Task brief:
Give again, exactly as written, each line of the material below starting at the line that contains "Target: black chandelier" and ending at the line that contains "Target: white armchair". Both ends count, and no other line does.
━━ Provided entries ━━
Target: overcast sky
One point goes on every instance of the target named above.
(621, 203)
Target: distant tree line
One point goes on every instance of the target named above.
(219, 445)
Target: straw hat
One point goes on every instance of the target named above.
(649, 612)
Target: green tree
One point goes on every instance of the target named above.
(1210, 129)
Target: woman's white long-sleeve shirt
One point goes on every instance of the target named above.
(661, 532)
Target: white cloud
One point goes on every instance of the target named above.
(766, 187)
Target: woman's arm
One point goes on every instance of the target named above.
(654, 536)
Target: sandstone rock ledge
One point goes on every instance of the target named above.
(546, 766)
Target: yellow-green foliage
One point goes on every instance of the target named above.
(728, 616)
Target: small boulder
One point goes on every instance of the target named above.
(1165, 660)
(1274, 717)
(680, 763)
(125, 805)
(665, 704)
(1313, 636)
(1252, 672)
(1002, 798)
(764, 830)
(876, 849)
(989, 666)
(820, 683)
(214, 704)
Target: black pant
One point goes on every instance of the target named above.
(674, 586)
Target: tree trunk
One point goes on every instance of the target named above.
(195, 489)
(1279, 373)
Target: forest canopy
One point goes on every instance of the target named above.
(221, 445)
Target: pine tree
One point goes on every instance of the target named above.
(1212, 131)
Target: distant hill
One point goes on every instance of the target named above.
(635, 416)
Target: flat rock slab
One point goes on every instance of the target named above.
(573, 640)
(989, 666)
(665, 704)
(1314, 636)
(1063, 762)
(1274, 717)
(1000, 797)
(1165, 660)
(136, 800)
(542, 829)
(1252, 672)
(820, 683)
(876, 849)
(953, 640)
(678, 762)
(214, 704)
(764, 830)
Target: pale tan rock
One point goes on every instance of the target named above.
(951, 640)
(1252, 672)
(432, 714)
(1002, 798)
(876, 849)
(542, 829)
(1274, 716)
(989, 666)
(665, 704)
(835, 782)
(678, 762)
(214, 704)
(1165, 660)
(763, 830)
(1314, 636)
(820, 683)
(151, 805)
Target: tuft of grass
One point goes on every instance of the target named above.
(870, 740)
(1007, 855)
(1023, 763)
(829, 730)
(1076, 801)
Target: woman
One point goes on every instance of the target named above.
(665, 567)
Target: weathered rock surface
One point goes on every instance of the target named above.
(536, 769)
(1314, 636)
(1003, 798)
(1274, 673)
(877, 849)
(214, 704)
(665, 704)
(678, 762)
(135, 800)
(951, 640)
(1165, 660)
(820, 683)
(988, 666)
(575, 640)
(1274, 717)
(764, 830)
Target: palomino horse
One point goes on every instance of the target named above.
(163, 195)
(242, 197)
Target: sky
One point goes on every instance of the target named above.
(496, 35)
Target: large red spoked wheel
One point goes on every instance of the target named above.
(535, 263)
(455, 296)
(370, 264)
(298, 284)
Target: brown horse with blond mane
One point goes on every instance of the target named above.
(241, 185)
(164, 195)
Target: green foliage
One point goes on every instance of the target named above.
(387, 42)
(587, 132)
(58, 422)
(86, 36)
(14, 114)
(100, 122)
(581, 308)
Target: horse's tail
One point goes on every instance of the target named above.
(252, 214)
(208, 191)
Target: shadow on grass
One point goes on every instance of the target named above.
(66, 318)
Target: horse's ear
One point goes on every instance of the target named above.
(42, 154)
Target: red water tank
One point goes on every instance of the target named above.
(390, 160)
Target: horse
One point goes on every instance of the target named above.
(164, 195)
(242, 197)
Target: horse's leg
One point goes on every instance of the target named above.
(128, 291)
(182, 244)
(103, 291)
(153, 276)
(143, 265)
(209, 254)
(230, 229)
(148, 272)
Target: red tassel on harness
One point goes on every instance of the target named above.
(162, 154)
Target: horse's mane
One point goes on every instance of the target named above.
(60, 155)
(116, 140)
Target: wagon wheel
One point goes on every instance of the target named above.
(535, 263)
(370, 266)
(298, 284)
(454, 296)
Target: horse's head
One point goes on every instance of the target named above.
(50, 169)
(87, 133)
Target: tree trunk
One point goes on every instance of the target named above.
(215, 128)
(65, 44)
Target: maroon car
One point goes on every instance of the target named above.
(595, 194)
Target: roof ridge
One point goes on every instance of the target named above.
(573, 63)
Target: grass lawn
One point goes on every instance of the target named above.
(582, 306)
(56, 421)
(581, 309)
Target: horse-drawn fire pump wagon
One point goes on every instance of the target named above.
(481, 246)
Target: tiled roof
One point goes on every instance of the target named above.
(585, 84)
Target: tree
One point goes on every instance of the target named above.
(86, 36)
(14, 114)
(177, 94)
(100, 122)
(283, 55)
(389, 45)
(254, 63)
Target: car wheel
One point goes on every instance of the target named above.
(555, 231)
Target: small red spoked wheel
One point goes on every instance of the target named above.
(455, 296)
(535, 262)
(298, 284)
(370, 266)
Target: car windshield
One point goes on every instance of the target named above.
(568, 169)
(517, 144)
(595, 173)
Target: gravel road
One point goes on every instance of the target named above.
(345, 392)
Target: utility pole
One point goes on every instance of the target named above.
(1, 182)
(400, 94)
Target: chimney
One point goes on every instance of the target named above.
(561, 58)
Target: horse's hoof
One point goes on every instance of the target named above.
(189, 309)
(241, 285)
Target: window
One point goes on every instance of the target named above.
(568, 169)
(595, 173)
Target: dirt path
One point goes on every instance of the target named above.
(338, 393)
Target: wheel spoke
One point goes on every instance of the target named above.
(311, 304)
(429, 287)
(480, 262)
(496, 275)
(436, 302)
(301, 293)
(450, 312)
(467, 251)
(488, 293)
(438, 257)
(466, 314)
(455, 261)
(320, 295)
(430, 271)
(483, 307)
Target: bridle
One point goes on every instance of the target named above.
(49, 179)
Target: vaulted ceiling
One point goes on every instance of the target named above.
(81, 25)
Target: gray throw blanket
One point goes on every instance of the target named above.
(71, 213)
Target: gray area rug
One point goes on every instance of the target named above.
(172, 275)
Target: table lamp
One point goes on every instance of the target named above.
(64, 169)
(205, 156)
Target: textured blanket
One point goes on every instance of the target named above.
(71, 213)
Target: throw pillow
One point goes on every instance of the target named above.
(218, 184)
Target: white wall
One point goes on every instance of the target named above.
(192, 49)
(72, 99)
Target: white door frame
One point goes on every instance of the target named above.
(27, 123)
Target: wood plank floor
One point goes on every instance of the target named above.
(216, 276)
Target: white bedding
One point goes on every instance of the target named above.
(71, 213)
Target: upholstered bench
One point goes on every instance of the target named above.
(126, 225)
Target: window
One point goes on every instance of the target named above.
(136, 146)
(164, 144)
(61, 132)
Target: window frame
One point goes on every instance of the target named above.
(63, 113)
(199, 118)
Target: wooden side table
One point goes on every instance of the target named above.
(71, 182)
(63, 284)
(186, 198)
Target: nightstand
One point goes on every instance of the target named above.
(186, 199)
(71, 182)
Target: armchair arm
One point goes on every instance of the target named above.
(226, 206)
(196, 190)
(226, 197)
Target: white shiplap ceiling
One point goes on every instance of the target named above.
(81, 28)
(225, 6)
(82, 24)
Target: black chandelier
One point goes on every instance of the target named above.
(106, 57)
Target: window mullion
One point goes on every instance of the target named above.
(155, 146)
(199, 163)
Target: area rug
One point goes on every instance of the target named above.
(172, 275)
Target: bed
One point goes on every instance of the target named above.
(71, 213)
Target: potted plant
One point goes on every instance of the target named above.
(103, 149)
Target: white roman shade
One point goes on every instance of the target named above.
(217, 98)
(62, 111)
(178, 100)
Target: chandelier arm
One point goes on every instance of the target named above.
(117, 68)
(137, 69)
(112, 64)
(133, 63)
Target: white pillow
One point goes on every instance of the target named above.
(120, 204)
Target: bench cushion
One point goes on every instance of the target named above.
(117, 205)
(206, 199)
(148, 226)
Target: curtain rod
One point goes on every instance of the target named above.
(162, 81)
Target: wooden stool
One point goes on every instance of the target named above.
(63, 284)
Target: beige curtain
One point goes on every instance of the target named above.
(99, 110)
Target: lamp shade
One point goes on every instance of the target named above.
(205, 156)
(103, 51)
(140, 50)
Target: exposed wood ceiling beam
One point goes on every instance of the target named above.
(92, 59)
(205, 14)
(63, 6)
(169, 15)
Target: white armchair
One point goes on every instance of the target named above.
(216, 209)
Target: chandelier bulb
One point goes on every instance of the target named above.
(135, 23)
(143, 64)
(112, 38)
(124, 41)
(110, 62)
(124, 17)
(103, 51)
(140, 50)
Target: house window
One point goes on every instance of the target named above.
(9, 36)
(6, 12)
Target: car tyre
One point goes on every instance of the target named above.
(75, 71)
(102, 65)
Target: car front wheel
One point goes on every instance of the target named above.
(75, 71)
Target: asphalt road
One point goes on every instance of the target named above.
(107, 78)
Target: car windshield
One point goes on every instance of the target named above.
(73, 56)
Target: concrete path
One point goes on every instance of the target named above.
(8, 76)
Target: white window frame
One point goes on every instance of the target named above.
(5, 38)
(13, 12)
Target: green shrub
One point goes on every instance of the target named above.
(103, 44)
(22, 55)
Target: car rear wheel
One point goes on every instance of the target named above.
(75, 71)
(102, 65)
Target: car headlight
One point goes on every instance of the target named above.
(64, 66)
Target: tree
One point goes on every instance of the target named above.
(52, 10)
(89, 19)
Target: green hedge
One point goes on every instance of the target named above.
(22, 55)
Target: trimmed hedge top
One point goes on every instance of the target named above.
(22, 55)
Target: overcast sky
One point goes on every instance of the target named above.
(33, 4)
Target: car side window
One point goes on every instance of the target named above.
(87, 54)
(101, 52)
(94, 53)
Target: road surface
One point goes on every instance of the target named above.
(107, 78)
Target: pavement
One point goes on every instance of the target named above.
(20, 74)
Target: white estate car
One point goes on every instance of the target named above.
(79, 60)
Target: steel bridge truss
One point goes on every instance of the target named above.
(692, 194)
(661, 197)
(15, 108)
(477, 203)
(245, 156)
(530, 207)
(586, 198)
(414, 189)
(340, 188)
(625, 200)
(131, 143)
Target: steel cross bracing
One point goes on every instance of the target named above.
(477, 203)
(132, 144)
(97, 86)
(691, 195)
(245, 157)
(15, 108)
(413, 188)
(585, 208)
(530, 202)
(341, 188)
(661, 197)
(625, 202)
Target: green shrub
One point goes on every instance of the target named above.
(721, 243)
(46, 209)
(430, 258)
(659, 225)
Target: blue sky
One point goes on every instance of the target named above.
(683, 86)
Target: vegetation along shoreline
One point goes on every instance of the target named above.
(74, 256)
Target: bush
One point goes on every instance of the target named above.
━━━
Task answer:
Target: black chandelier
One point goes on every instance of the target named above.
(106, 57)
Target: window mullion
One point goes on every instance of the target named above.
(155, 146)
(199, 163)
Target: area rug
One point goes on every instance of the target named above.
(172, 275)
Target: bed
One point goes on every instance of the target named above.
(71, 213)
Target: potted plant
One point goes on every instance of the target named above.
(103, 149)
Target: white roman shade
One point goes on every instance of the target named above.
(217, 98)
(62, 111)
(178, 100)
Target: chandelier arm
One point goes on every instance of the target named above.
(117, 68)
(137, 69)
(112, 64)
(133, 63)
Target: white pillow
One point goes on every instance of the target named above.
(120, 204)
Target: bench cushion
One point goes on every instance of the target named above.
(117, 205)
(206, 199)
(148, 226)
Target: curtain rod
One point goes on every instance of the target named above.
(162, 81)
Target: wooden stool
One point goes on every instance of the target named above.
(63, 284)
Target: beige curtain
One point goes on every instance of the target named above.
(99, 110)
Target: lamp shade
One point goes on every instance of the target named above.
(205, 156)
(103, 51)
(140, 50)
Target: exposed wood ceiling beam
One point goes on every instance of the target named above.
(92, 59)
(205, 14)
(63, 6)
(169, 15)
Target: white armchair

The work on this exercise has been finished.